[Data in this exercise — start]

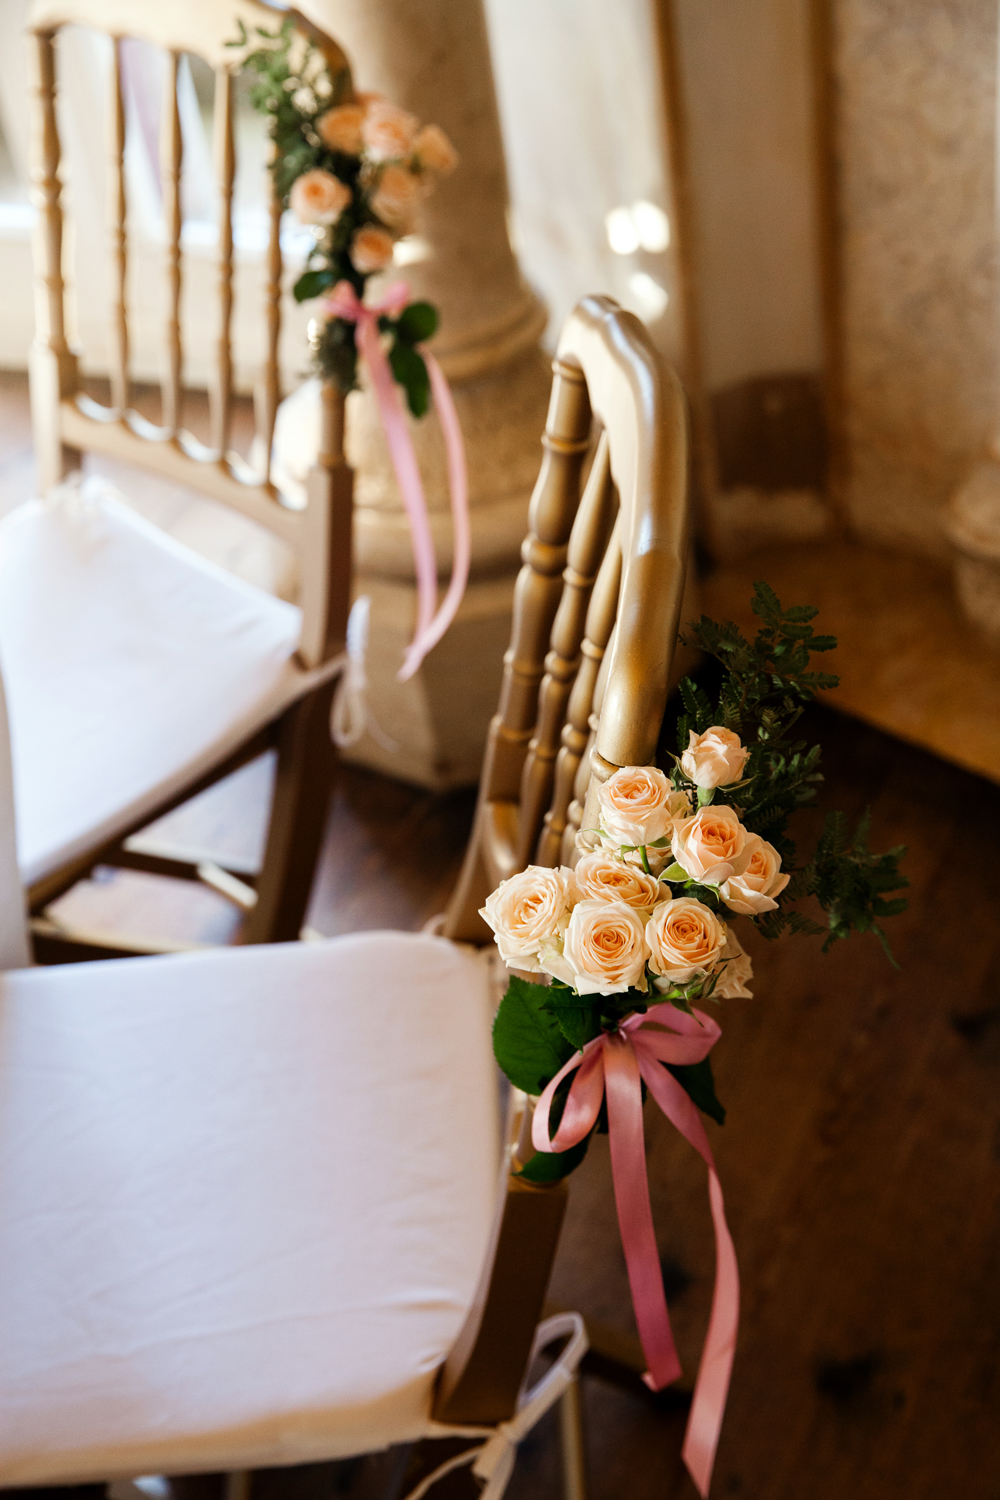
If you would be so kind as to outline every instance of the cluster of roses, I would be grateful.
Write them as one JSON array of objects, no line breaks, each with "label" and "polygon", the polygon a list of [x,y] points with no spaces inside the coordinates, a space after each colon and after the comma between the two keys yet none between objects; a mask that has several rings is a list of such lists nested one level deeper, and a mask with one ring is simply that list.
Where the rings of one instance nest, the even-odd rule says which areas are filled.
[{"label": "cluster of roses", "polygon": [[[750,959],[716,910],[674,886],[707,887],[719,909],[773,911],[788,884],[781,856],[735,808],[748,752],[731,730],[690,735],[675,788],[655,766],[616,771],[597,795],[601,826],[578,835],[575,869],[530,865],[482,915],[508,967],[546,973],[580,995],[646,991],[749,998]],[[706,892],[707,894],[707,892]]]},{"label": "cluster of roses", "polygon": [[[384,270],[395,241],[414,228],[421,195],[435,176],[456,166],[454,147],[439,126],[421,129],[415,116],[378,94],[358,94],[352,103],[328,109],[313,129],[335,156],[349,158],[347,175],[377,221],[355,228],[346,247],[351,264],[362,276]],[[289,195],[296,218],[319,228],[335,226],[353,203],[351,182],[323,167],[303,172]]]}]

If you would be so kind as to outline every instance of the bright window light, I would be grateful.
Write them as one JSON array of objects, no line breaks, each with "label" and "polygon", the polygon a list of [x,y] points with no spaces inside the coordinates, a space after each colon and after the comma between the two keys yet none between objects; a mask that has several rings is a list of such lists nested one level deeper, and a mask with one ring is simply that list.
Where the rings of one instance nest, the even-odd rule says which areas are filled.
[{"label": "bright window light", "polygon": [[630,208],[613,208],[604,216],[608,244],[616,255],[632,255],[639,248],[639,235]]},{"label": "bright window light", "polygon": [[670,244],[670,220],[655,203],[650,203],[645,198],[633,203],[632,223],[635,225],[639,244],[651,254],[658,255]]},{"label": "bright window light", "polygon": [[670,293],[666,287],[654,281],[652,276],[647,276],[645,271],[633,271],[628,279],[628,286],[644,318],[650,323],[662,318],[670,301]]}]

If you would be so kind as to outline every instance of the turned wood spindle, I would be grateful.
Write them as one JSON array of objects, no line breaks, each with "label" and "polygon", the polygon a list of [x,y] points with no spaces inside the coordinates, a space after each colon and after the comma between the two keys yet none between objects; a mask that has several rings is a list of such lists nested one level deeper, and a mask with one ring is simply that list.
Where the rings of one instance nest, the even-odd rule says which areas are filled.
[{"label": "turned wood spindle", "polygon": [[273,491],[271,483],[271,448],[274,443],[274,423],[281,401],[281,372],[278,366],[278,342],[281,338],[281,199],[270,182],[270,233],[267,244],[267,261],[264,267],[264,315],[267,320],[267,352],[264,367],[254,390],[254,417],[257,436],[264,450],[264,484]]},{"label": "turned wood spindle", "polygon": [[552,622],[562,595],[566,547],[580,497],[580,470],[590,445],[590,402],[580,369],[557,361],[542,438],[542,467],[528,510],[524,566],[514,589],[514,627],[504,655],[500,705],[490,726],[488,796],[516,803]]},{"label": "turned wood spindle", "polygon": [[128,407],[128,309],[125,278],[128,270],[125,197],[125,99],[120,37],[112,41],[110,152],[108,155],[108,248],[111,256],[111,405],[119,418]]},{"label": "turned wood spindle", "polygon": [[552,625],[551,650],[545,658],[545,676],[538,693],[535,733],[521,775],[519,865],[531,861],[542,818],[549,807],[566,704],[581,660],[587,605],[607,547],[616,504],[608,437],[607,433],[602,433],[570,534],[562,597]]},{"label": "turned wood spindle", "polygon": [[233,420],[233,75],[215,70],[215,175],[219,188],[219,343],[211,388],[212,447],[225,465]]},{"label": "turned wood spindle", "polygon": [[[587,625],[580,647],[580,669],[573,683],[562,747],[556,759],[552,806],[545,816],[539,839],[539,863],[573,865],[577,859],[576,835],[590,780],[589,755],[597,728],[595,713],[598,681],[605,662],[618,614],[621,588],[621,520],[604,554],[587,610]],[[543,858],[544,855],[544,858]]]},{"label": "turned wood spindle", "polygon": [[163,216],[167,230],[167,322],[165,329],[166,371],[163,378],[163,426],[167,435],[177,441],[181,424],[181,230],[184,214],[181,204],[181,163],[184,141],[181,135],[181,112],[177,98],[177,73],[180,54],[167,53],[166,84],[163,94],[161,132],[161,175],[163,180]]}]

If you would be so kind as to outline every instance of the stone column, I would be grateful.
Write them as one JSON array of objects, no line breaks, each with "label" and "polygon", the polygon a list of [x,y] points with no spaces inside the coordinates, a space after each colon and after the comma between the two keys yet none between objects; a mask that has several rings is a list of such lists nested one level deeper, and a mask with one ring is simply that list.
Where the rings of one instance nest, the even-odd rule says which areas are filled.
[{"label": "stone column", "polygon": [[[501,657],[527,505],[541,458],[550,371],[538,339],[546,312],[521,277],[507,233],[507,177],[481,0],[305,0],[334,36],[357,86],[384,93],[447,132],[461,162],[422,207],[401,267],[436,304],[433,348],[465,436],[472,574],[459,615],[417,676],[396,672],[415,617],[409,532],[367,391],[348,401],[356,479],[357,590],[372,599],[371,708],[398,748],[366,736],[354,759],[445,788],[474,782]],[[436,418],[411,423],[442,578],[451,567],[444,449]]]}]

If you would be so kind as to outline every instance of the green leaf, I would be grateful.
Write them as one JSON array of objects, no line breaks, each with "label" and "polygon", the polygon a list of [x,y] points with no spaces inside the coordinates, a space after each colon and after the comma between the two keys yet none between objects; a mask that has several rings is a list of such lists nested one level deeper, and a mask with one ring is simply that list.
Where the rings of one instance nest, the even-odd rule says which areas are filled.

[Data in this exercise — finish]

Problem details:
An answer is complete only when it holds every line above containing the string "grateful".

Solution for this problem:
If you would be so kind as to outline every instance of the cluster of roses, I would be grateful.
If you would be so kind as to outline every instance of the bright window light, I would be grateful.
If you would be so kind as to outline every instance of the turned wood spindle, I would be grateful.
If you would be so kind as to outline every instance of the stone column, I would be grateful.
If you would be so kind as to outline every instance of the green leaf, I would be grateful.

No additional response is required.